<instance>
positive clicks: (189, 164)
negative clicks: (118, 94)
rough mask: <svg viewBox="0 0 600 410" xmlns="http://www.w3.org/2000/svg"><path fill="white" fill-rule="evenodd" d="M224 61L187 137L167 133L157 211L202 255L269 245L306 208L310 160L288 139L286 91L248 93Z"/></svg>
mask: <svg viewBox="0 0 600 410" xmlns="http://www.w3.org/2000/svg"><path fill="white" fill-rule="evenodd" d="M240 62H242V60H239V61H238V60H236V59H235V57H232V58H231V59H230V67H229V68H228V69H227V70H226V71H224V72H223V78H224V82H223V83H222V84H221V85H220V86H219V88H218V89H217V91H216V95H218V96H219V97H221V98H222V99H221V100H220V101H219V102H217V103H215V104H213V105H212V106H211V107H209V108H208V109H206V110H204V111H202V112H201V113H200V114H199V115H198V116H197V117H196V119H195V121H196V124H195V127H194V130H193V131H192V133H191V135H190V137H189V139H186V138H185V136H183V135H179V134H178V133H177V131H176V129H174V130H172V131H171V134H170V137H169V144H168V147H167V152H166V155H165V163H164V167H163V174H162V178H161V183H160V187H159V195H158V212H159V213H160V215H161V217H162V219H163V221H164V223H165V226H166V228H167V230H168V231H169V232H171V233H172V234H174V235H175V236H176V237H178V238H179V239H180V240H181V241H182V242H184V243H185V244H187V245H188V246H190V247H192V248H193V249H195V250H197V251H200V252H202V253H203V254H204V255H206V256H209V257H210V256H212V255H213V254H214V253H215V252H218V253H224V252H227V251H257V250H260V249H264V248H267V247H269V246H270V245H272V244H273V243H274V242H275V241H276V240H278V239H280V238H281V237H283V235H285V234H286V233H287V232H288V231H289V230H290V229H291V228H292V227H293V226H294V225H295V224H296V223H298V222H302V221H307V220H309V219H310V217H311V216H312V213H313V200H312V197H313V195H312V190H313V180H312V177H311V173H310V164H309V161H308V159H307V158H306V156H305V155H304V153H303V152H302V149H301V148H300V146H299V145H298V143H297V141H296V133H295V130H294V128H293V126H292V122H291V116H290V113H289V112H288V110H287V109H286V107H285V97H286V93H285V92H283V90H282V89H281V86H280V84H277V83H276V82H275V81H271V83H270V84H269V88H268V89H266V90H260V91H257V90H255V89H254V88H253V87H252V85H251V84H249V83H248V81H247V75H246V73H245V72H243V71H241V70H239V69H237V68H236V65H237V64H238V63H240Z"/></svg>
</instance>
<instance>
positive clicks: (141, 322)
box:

+---+

Activity
The answer must be a word-for-word reproduction of every record above.

Exercise result
<instance>
positive clicks: (189, 164)
negative clicks: (118, 94)
rough mask: <svg viewBox="0 0 600 410" xmlns="http://www.w3.org/2000/svg"><path fill="white" fill-rule="evenodd" d="M224 61L187 137L167 133L157 211L202 255L269 245L306 208L310 160L288 139L286 91L248 93Z"/></svg>
mask: <svg viewBox="0 0 600 410" xmlns="http://www.w3.org/2000/svg"><path fill="white" fill-rule="evenodd" d="M240 62H242V60H239V61H238V60H236V59H235V57H232V58H231V59H230V67H229V68H228V69H227V70H226V71H224V72H223V78H224V82H223V83H222V84H221V85H220V86H219V88H218V89H217V91H216V95H218V96H219V97H221V98H222V99H221V100H220V101H219V102H217V103H215V104H213V105H212V106H211V107H209V108H208V109H206V110H204V111H202V112H201V113H200V114H199V115H198V116H197V117H196V119H195V121H196V124H195V127H194V130H193V131H192V133H191V135H190V137H189V139H186V138H185V136H183V135H179V134H178V133H177V131H176V129H174V130H172V131H171V134H170V137H169V144H168V147H167V152H166V155H165V163H164V167H163V174H162V178H161V183H160V187H159V195H158V212H159V213H160V215H161V217H162V219H163V221H164V223H165V226H166V228H167V230H168V231H169V232H171V233H172V234H174V235H175V236H176V237H178V238H179V239H180V240H181V241H182V242H184V243H185V244H187V245H188V246H190V247H192V248H193V249H195V250H197V251H200V252H202V253H203V254H204V255H206V256H209V257H210V256H212V255H213V254H214V253H215V252H218V253H224V252H227V251H257V250H260V249H264V248H267V247H269V246H270V245H272V244H273V243H274V242H275V241H276V240H278V239H280V238H281V237H283V235H285V234H286V233H287V232H288V231H289V230H290V229H291V228H292V227H293V226H294V225H295V224H296V223H298V222H302V221H307V220H309V219H310V217H311V216H312V213H313V200H312V197H313V195H312V190H313V180H312V177H311V173H310V164H309V161H308V159H307V158H306V156H305V155H304V153H303V152H302V149H301V148H300V146H299V145H298V143H297V141H296V133H295V130H294V128H293V126H292V122H291V116H290V113H289V112H288V110H287V109H286V107H285V97H286V93H285V92H283V90H282V89H281V86H280V84H277V83H276V82H275V81H271V83H270V84H269V88H268V89H266V90H260V91H257V90H255V89H254V88H253V87H252V85H251V84H249V83H248V81H247V75H246V73H245V72H243V71H241V70H239V69H237V68H236V65H237V64H238V63H240Z"/></svg>
</instance>
<instance>
positive clicks: (141, 322)
box:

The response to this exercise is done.